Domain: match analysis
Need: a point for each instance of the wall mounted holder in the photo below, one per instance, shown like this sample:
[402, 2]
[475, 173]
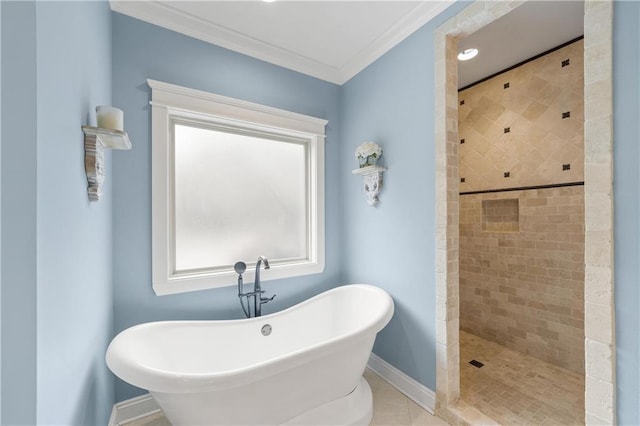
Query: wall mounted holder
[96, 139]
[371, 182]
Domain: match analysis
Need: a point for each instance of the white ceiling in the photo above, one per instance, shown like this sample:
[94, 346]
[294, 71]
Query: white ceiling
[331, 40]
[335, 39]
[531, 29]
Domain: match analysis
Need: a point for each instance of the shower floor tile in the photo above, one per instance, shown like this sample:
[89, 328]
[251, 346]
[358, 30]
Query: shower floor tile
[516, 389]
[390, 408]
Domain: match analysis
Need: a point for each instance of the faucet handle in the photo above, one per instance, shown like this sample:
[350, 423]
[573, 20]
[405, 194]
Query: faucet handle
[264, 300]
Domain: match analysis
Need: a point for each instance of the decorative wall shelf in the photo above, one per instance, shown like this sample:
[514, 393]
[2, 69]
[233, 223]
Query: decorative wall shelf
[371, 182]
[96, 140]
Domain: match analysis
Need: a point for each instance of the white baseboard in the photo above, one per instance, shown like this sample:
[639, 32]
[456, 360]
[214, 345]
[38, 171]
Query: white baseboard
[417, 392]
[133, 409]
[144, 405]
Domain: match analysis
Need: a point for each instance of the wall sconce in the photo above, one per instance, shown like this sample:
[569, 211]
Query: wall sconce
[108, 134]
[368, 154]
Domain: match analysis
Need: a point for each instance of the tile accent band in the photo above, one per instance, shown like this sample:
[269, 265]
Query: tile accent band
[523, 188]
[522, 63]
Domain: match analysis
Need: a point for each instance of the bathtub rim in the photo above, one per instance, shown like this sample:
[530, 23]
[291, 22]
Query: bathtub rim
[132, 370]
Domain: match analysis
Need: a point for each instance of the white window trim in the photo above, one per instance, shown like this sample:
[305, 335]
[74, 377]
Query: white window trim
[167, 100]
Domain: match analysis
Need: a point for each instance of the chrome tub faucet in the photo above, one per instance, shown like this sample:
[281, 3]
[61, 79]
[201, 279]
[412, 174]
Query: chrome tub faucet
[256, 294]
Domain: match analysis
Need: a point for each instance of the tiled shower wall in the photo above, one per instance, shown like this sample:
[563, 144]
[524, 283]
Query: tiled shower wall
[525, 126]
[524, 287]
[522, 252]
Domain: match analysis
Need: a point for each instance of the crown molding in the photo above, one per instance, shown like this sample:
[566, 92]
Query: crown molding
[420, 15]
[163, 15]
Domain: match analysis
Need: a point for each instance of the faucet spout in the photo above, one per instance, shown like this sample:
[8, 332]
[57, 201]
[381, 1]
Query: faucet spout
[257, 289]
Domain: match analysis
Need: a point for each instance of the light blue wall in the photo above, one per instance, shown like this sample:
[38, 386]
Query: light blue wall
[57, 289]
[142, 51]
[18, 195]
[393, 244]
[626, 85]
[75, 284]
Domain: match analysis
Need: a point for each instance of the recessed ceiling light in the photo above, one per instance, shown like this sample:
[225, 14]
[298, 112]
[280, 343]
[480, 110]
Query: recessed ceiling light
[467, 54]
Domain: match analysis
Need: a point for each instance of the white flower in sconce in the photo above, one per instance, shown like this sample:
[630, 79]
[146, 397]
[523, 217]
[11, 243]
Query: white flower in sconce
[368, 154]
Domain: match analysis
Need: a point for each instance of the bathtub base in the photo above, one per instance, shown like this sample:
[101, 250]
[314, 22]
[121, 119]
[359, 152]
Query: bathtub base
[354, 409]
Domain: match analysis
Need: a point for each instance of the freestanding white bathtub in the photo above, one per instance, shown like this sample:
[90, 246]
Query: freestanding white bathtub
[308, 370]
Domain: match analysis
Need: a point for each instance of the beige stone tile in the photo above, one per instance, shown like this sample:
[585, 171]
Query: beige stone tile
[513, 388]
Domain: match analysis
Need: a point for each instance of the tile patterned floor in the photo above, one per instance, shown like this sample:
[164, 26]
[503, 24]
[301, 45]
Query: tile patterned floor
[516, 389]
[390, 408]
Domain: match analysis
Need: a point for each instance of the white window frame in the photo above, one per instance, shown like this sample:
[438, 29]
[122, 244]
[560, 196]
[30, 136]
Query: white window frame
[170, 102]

○ ○ ○ ○

▸ Your goal:
Pictures are excluded; copy every other part of the records exactly.

▸ Full solution:
Domain: match analysis
Need: a point for each instance of the wall mounted holder in the photo below, one per instance, shown like this sample:
[402, 2]
[475, 173]
Query: wall mounted holder
[96, 139]
[371, 182]
Domain: match analysis
Need: a point for each instance of the white ceiling in the photo above, one per instance, shown like this sample:
[94, 346]
[294, 71]
Query: white ceiling
[331, 40]
[335, 39]
[531, 29]
Domain: match analysis
Need: a point for each instance of the shower floor tile in the photo above, one per instance, shown like this sample:
[89, 328]
[251, 346]
[358, 30]
Query: shower floor tile
[516, 389]
[390, 408]
Domain: match analysis
Need: a point for each instance of the faucet handle in the photo above, one per instance, shown like this sample:
[350, 423]
[573, 20]
[405, 194]
Query: faucet handle
[264, 300]
Domain: match analysis
Need: a point for each instance of the decorative wall shelf in the photo above, one per instance, shown like this sample:
[514, 393]
[2, 69]
[233, 223]
Query: decorative wall shelf
[371, 182]
[96, 140]
Domain: match analysis
Need: a point for each instance of the white baseboard in the photo above, one per instance, shown like this sample:
[639, 32]
[456, 360]
[214, 345]
[38, 171]
Query: white baseboard
[417, 392]
[133, 409]
[144, 405]
Domain: match analysis
Need: a point for each instance of the wall sconce in the photo above, one per instance, shown like this sample:
[569, 211]
Query: wall sconce
[108, 134]
[368, 154]
Domain: match analysis
Need: a point for each instance of the tile accent band in the photo above, one per instance, shown like this sample:
[269, 265]
Query: tile accent band
[523, 188]
[522, 63]
Domain: match analysis
Need: a point for each instance of the bathtub rim in the photo above, one per instance, shown like this sample:
[530, 23]
[291, 22]
Query: bathtub rim
[132, 370]
Domain: match analysis
Need: a point for each instance of the white window trim in the photo above, one per instance, shown like this sample:
[305, 335]
[74, 377]
Query: white window trim
[167, 100]
Domain: match analysis
Need: a point for each instance of the chrome tub faucet in the photo above, one per instance, shown like this sample:
[281, 3]
[61, 79]
[201, 279]
[412, 174]
Query: chrome tub faucet
[256, 294]
Domain: match analysis
Need: a point for each instance of the tiled shower wall in the photo above, one per instance, shown like this sample:
[563, 144]
[524, 283]
Query: tiled shower wall
[525, 126]
[524, 287]
[522, 252]
Domain: match analysis
Need: a point for each instance of the crown molding in the photo above, one per instance, shown like this sample:
[566, 92]
Query: crown molding
[420, 15]
[163, 15]
Domain: match analysis
Need: a point for each instance of the faucet spout in the photo above, one per instance, shown like this sample:
[8, 332]
[57, 201]
[381, 1]
Query: faucet spout
[257, 289]
Domain: match analysis
Need: a point for each instance of the light blue wall in the photo above, one per instance, shown like this sample:
[38, 386]
Query: light blue wall
[57, 289]
[142, 51]
[18, 195]
[393, 244]
[626, 85]
[75, 284]
Domain: match analysis
Need: a point for each instance of the recessed ceiling light in the photo above, one per instance, shown like this sample:
[225, 14]
[298, 112]
[280, 343]
[480, 110]
Query: recessed ceiling light
[467, 54]
Domain: match analysis
Need: a point for each instance of the white flower in sconce in the photo above, one per instance, shown like this sample:
[630, 79]
[146, 397]
[523, 217]
[11, 243]
Query: white flower in sconce
[368, 154]
Domain: match analysis
Need: a point for each instance of the bathtub base in the photo above, one per instance, shown like this sample:
[101, 250]
[314, 22]
[121, 119]
[359, 152]
Query: bathtub base
[354, 409]
Domain: match analysis
Need: a point for each instance of the freestanding white bathtub in the photo above, one per instance, shown like this sample:
[90, 246]
Query: freestanding white bathtub
[308, 370]
Domain: match analysis
Need: a point for each instance of the beige stone tile in the photo above, one per instance, shown like this sample:
[585, 171]
Query: beige stone tile
[513, 388]
Domain: match analysis
Need: a point for each instance of the tile patterned floor in the photo above, one per instance, shown like this sample:
[164, 26]
[503, 24]
[301, 45]
Query: tile patterned floor
[516, 389]
[390, 408]
Domain: match analysis
Need: a point for each instance of the white window frame in the photo above, one per instance, shown like this sample:
[438, 29]
[122, 244]
[560, 196]
[30, 136]
Query: white window frame
[170, 102]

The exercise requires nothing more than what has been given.